## ACTION ITEM
Copy from the Macmillan Cancer Relief memorandum the passage from "3.  Macmillan Cancer Relief" to "understand these views.", keeping every word as it stands.

## READING TEXT
Select Committee on Assisted Dying for the Terminally Ill Bill Minutes of Evidence


Memorandum by Macmillan Cancer Relief

  1. Macmillan Cancer Relief is a national charity that works to provide people who have cancer, and their families, with expert nursing and medical care as well as emotional and practical support. Macmillan Cancer Relief has been closely concerned with the development, quality and monitoring of palliative care since the charity was established at the beginning of the last century.

  2.  Macmillan has taken the position that, given our present state of knowledge and the existing legal situation, we will not take a stance on assisted suicide. Our decision is influenced by a number of key principles which we believe should govern an end-of-life policies and services:

    —  Patients should be enabled to exercise choice and make personal decisions.

    —  To exercise choice, patients and families need access to information about options.

    —  Health and social care professionals need to be sensitive to patients' personal circumstances and beliefs.

    —  Healthcare professionals need to be supported and trained to openly discuss end of life issues with colleagues, patients and their families.

    —  There should be access to supportive and palliative care for all to enable people to die in the place of their choice, including their home, if they so wish.

    —  There is a need for research into patient and carer views at end of life.

  3.  Macmillan Cancer Relief believes that greater access to high quality supportive and palliative care is vital for cancer patients. We believe that everything possible should be done to alleviate a patient's pain and distress by managing their symptoms and also by providing appropriate psychological and emotional support to patients. However, we recognise that a small number of people who are terminally ill have symptoms which cannot be relieved by palliative measures.

  4.  Macmillan believes that the debate around end of life issues has been dominated by the medical and legal professions and the media, but that the views and wishes of patients and carers have been absent. More robust research needs to be undertaken to understand these views.

## DATA
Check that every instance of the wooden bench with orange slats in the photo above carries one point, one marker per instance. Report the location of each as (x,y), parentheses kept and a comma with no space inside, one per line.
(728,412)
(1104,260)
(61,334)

## FINISHED EXERCISE
3.  Macmillan Cancer Relief believes that greater access to high quality supportive and palliative care is vital for cancer patients. We believe that everything possible should be done to alleviate a patient's pain and distress by managing their symptoms and also by providing appropriate psychological and emotional support to patients. However, we recognise that a small number of people who are terminally ill have symptoms which cannot be relieved by palliative measures.

  4.  Macmillan believes that the debate around end of life issues has been dominated by the medical and legal professions and the media, but that the views and wishes of patients and carers have been absent. More robust research needs to be undertaken to understand these views.